Inspect the shader code using the Graphics Frame Analyzer.

GS EU Stall %

Represents the percentage of overall GPU time that the EUs were stalled in Geometry Shader instructions.

NOTE:

This metric does not include the total amount of stalled time in the geometry shader but only the fraction of time when the geometry shader stalls were causing the entire EU to stall. The entire EU stalls when all of its threads are stalled.

Examples:

  • If GS EU Stall % is 50%, it means that half of the overall GPU time was spent stalled on Geometry Shader instructions.
  • If GS EU Stall % is 0%, it means that no Geometry Shader was associated with selected rendering calls or Geometry Shader threads were not causing EUs stalls.

Improving Performance:

  • This metric will be important if you think that geometry shader looks like the bottleneck for selected rendering calls. If GS EU Stall % accounts for most of the EU active time, then to improve performance you may need to simplify the geometry shader or simplify and optimize geometry.
  • If GS EU Stall % is more than a nominal amount, you may need to examine your geometry shader code to find reasons for what might be causing these stalls.

Inspect the shader code using the Graphics Frame Analyzer.

GS Invocations

Represents the number of geometry shader invocations. The value is 0 if no geometry shader is associated with the rendering call.

NOTE:

See Microsoft* DirectX* SDK for a description of the shader invocation count.

Examples:

If GS Invocations is 1000 it means that the geometry shader was invoked for 1000 primitives.

Improving Performance:

The only way to minimize the number of geometry shader invocations is to minimize the number of input primitives. The impact on rendering performance of reducing the invocation count is highly dependent upon your specific game or application.

Post-GS Primitives

Represents the number of primitives that flowed out of the geometry shader (GS), if enabled, to the clipper. This metric is important if a geometry shader was associated with the selected rendering calls, and even more important if the number of primitives spawned by geometry shader code is dynamic.

NOTE:

If the GS was not enabled for the selected rendering calls, the metric returns a value of 0.

Examples:

If Post-GS Primitives is 1000 and Primitive Count is 100, it means that 1000 primitives were constructed in the geometry shader from the original 100.

Improving Performance:

Analyze the geometry shader code using Graphics Frame Analyzer.

PS Duration

Represents an approximation of the total GPU time spent executing pixel shader code.

Examples:

  • If Pixel Shader Duration is 50,000 it means that GPU spends around 50 milliseconds to execute pixel shaders for the selected ergs.
  • If Pixel Shader Duration is 0 it means that time spent in pixel shaders for selected ergs is very small.

Improving Performance:

Examine the Pixel Shader Duration time versus the GPU Duration ; when Pixel Shader Duration is high you may improve overall rendering performance by optimizing your pixel shader code.Refer to the Graphics API Performance Guide to find advice for pixel shader optimizations.

Information supplied:
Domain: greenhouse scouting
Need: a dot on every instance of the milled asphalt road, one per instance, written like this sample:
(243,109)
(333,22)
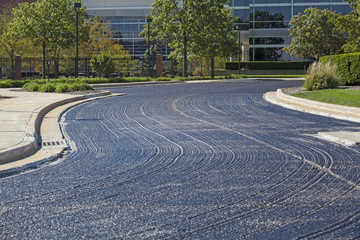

Required actions:
• 1. Answer these questions about the GPU shader metrics reference:
(a) When does the entire EU stall?
(b) What value does GS Invocations have if no geometry shader is associated with the rendering call?
(c) What is the only way to minimize the number of geometry shader invocations?
• 2. Do these statements agree with the GPU shader metrics reference? Answer yes or no for each, and quote the words that decide it.
(a) GS EU Stall % includes the total amount of stalled time in the geometry shader.
(b) A Pixel Shader Duration of 50,000 means the GPU spends around 50 milliseconds executing pixel shaders for the selected ergs.
(c) Post-GS Primitives returns 0 when the GS was not enabled for the selected rendering calls.
• 3. Can you resume the GPU shader metrics reference after its last sentence and write what comes next?

Responses per task:
• 1.
(a) When all of its threads are stalled.
(b) 0.
(c) Minimize the number of input primitives.

• 2.
(a) No: "This metric does not include the total amount of stalled time in the geometry shader"
(b) Yes: "If Pixel Shader Duration is 50,000 it means that GPU spends around 50 milliseconds to execute pixel shaders for the selected ergs."
(c) Yes: "If the GS was not enabled for the selected rendering calls, the metric returns a value of 0."

• 3.
PS EU Active %

Represents the percentage of overall GPU time that the EUs were actively executing Pixel Shader instructions.

Examples:

  • IfPS EU Active %is 50% it means that half of the overall GPU time was spent actively executing Pixel Shader instructions.
  • If PS EU Active % is 0% it means that no Pixel Shader was associated with the selected draw calls, or that the amount of time actively executing Pixel Shader instructions was negligible.

Improving Performance:

  • This metric is important if pixel shading seems to be the bottleneck for selected rendering calls.
  • If PS EU Active % accounts for most of the EU active time, then to improve performance you may need to simplify the pixel shader.
  • If PS EU Active % is larger than you would expect and you are encountering slow rendering times, you should examine the pixel shader code for potential reasons why these stalls may be occurring.

PS EU Stall %

Represents the percentage of overall GPU time that the EUs were stalled in Pixel Shader instructions.

NOTE:

This metric does not show total amount of stalled time in the pixel shader, but only the fraction of time when pixel shader stalls caused the entire EU to stall. The entire EU stalls when all of its threads are stalled.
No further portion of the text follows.